## Dataset content
▼
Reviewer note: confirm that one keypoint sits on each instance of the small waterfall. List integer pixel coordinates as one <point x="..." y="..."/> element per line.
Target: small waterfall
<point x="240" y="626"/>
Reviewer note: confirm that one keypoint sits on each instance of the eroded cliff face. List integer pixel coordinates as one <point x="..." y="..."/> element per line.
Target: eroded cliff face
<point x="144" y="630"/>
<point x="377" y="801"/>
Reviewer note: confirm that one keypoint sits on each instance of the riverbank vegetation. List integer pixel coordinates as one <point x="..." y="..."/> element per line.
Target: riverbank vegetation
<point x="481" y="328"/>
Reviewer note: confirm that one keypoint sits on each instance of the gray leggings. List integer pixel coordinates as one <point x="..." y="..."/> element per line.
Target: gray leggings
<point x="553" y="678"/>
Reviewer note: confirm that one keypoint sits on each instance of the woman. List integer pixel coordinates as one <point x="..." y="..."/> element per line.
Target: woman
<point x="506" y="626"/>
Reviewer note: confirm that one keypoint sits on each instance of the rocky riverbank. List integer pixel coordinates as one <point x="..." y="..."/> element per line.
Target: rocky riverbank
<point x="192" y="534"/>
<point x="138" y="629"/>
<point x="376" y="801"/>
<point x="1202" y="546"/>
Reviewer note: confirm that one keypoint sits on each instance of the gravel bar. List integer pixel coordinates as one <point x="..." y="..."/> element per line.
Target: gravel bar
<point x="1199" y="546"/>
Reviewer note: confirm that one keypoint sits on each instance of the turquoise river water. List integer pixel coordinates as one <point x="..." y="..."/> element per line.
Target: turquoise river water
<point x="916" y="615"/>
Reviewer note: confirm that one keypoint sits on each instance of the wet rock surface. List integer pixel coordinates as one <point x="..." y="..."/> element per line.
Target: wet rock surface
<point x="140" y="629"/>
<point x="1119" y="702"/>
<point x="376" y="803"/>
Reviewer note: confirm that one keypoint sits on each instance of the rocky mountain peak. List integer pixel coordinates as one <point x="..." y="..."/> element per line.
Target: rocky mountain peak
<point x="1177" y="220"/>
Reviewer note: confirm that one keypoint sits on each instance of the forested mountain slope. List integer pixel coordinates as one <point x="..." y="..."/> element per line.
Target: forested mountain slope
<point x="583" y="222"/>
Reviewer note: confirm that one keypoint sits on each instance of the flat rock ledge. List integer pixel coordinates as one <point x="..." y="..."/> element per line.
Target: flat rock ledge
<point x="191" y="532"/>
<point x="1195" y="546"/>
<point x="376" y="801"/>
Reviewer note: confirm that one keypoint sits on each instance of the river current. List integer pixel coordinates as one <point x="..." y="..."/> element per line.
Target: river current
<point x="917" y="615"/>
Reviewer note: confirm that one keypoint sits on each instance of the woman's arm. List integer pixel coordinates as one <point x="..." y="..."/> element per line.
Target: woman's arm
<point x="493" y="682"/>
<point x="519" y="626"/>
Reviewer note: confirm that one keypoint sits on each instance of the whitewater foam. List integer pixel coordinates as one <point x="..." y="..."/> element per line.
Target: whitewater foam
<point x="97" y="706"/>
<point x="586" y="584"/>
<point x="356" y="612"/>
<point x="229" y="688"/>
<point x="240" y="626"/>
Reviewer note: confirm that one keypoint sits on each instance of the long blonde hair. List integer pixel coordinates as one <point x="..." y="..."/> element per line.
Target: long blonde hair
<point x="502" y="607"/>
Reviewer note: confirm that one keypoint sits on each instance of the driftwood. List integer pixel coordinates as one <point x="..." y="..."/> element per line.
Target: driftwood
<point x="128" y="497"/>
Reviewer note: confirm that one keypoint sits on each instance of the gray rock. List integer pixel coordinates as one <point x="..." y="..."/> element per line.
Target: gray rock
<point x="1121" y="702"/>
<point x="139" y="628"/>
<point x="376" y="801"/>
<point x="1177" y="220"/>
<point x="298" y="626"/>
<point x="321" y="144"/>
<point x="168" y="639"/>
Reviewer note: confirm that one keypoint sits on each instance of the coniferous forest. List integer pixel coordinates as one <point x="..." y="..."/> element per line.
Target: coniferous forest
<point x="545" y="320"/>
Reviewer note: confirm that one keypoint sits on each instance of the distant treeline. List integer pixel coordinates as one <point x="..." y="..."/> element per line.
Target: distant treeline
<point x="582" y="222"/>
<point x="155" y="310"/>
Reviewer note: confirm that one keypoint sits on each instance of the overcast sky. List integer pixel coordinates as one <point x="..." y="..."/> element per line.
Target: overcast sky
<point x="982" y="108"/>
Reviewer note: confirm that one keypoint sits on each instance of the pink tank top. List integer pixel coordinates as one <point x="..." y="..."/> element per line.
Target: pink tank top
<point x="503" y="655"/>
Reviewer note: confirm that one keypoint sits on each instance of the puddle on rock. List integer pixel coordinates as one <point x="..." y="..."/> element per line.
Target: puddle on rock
▲
## Problem statement
Above are the records; copy all of them exactly.

## Answer for the task
Reviewer note: confirm that one keypoint sits on each instance of the small waterfall. List integer pixel coordinates as one <point x="..." y="..."/> element per line.
Target: small waterfall
<point x="240" y="626"/>
Reviewer note: confirm that one keypoint sits on each instance of the eroded cliff face. List integer pixel coordinates as one <point x="..." y="..."/> element per line.
Target: eroded cliff face
<point x="144" y="630"/>
<point x="377" y="801"/>
Reviewer note: confirm that one keypoint sits on each instance of the riverbank vegetation. List integer pixel coordinates as one <point x="..." y="..."/> element per line.
Target: riverbank vegetation
<point x="481" y="328"/>
Reviewer note: confirm that one keypoint sits on each instance of the gray leggings. List integer pixel coordinates as one <point x="..." y="..."/> element per line.
Target: gray leggings
<point x="553" y="678"/>
Reviewer note: confirm that one keypoint sits on each instance of the woman. List integer pixel coordinates as one <point x="..." y="..."/> element per line.
Target: woman
<point x="506" y="626"/>
Reviewer note: confirm that one keypoint sits on each instance of the rocky riverbank. List integer pixel coordinates as one <point x="..." y="..."/> element per line.
Target: rocky riverbank
<point x="192" y="534"/>
<point x="138" y="629"/>
<point x="376" y="801"/>
<point x="1202" y="546"/>
Reviewer note: confirm that one keypoint sits on each instance of the gravel bar. List integer pixel coordinates as one <point x="..." y="..."/> element per line.
Target: gravel bar
<point x="1199" y="546"/>
Reviewer note: confirm that one keypoint sits on each instance of the turquoise river water. List integer pixel coordinates as one <point x="..." y="..."/> element per line.
Target: turquoise river water
<point x="916" y="615"/>
Reviewer note: confirm that one keypoint sits on each instance of the wet rock surface. List integer pixel coordinates as one <point x="..." y="..."/> element per line.
Target: wet rock surface
<point x="140" y="629"/>
<point x="1119" y="702"/>
<point x="376" y="803"/>
Reviewer note: confirm that one keypoint sits on each instance of the rocky mountain peak. List integer pixel coordinates as one <point x="..." y="..."/> element per line.
Target: rocky mountain peak
<point x="1177" y="220"/>
Reviewer note: confirm that one keypoint sits on each instance of the forested mountain slope. List integer pixel coordinates as one <point x="..." y="..."/> element per line.
Target: forested mountain slope
<point x="583" y="222"/>
Reviewer note: confirm that one keypoint sits on each instance of the flat rock ledge. List integer pixel coordinates as one <point x="..." y="..."/> element per line.
Target: flat rock ledge
<point x="191" y="532"/>
<point x="1195" y="546"/>
<point x="376" y="801"/>
Reviewer note: confirm that one keypoint sits on each instance of the river current. List integer pixel coordinates as one <point x="..." y="..."/> element per line.
Target: river current
<point x="917" y="615"/>
Reviewer note: confirm that one keypoint sits on each instance of the woman's arm. List integer pixel coordinates as one <point x="..." y="..."/> element per line.
Target: woman's arm
<point x="493" y="682"/>
<point x="519" y="626"/>
Reviewer note: confirm that one keypoint sits on each instance of the whitewater foam. List integer pixel coordinates as one <point x="..." y="..."/> element per line.
Target: whitewater foam
<point x="97" y="706"/>
<point x="586" y="584"/>
<point x="356" y="612"/>
<point x="229" y="688"/>
<point x="240" y="626"/>
Reviewer note: confirm that one keypoint sits on each instance of the long blonde hair. List integer pixel coordinates as one <point x="..." y="..."/> element per line.
Target: long blonde hair
<point x="502" y="607"/>
Reviewer note: confirm that one keypoint sits on each instance of the driftwood. List integer pixel coordinates as one <point x="..." y="..."/> element per line.
Target: driftwood
<point x="128" y="497"/>
Reviewer note: confirm that one keypoint sits on each instance of the gray rock. List integer pixel coordinates as one <point x="..." y="..."/> element per line.
Target: gray rock
<point x="1121" y="702"/>
<point x="139" y="628"/>
<point x="376" y="801"/>
<point x="1177" y="220"/>
<point x="298" y="626"/>
<point x="321" y="144"/>
<point x="168" y="639"/>
Reviewer note: confirm that one keypoint sits on each instance of the coniferous forest. List integer pixel coordinates as one <point x="..." y="..."/> element per line.
Target: coniferous forest
<point x="545" y="320"/>
Reviewer note: confirm that one keypoint sits on each instance of the distant treeline. List integer pixel coordinates as one <point x="..." y="..."/> element per line.
Target: distant treeline
<point x="582" y="222"/>
<point x="155" y="310"/>
Reviewer note: confirm that one keypoint sits on each instance of the overcast sky. List integer pixel coordinates as one <point x="..." y="..."/> element per line.
Target: overcast sky
<point x="982" y="108"/>
Reviewer note: confirm that one keypoint sits on each instance of the pink tank top. List integer pixel coordinates as one <point x="..." y="..."/> element per line.
Target: pink tank top
<point x="503" y="655"/>
Reviewer note: confirm that one keypoint sits on each instance of the puddle on rock. List integer pixel coordinates as one <point x="..." y="..."/> element per line.
Target: puddle on rock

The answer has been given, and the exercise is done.